## Activity:
Starting from the line that contains "Exercise. Mark the dog's pink", give back every line through the end of the listing exactly as written and no other line.

----------------------------------------

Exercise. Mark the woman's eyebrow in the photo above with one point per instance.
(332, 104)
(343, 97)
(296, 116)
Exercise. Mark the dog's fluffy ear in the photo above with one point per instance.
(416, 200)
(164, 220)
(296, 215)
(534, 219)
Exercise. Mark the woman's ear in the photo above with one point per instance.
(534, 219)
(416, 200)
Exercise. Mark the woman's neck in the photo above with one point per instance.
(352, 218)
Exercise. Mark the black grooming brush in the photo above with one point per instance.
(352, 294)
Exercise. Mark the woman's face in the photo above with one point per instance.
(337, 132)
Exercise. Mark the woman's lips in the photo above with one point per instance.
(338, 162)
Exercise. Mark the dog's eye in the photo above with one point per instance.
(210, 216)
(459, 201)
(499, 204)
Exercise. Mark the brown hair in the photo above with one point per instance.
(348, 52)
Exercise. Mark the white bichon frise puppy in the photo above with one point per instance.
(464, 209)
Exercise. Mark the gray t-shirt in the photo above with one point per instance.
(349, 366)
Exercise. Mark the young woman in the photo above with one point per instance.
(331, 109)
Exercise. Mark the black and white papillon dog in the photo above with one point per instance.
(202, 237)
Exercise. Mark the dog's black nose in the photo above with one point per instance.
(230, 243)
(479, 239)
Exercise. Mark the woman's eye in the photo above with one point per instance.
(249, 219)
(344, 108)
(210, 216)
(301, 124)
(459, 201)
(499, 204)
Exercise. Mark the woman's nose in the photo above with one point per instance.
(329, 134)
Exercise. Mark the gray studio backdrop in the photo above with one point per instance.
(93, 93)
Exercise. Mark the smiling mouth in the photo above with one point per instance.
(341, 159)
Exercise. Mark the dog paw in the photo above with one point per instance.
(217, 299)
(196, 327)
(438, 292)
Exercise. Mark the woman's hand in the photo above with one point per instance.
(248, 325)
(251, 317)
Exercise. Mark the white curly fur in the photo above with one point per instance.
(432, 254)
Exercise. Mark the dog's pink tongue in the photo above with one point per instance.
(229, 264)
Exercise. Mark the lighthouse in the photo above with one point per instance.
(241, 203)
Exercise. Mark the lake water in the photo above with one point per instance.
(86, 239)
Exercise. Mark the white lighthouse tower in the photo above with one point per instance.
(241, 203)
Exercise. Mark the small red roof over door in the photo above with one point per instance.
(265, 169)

----------------------------------------

## Written reply:
Exercise. Mark the dog's pink tongue in the photo above with one point per instance.
(229, 264)
Exercise. Mark the lighthouse in the photo above with one point per instance.
(241, 203)
Exercise. Mark the lake water in the photo above with one point per instance.
(86, 239)
Exercise. Mark the white lighthouse tower in the photo above with one point per instance.
(241, 203)
Exercise. Mark the small red roof over door in the photo above with one point per instance.
(265, 169)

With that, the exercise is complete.